** START OF SUPPLIED DATA **

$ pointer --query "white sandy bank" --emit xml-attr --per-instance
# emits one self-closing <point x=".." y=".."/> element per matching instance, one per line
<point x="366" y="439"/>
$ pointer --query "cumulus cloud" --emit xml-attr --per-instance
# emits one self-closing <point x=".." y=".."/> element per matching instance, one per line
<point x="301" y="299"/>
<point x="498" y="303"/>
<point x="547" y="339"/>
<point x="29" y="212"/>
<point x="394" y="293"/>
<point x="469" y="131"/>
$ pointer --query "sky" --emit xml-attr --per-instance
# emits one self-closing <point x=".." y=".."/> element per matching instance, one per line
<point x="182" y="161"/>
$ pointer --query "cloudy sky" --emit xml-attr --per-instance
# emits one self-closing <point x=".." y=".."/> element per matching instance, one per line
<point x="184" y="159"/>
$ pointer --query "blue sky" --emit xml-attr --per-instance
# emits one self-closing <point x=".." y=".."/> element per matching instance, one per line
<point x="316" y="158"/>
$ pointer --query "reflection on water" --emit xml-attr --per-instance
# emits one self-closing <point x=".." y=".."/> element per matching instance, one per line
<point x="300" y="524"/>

** END OF SUPPLIED DATA **
** START OF SUPPLIED DATA **

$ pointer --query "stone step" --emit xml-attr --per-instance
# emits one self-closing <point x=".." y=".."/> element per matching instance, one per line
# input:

** END OF SUPPLIED DATA **
** START OF SUPPLIED DATA **

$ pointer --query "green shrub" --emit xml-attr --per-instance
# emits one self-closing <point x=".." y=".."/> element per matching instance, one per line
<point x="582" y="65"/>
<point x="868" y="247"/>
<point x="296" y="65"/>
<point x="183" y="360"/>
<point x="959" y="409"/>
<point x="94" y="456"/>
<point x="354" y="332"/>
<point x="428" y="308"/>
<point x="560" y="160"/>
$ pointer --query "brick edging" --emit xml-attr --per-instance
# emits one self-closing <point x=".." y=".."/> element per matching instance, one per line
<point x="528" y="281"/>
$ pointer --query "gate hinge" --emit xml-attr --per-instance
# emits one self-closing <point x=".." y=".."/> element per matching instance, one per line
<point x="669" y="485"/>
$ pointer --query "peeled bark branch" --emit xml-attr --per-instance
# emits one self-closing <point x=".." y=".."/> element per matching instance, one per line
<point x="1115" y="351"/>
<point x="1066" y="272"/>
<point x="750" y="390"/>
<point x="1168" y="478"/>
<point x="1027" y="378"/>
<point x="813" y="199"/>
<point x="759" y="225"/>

** END OF SUPPLIED DATA **

PROBLEM DESCRIPTION: Pick out each line in the listing above that contains the word "water". Matching is case-sensitive.

FINAL ANSWER:
$ pointer --query "reflection on water" --emit xml-attr --per-instance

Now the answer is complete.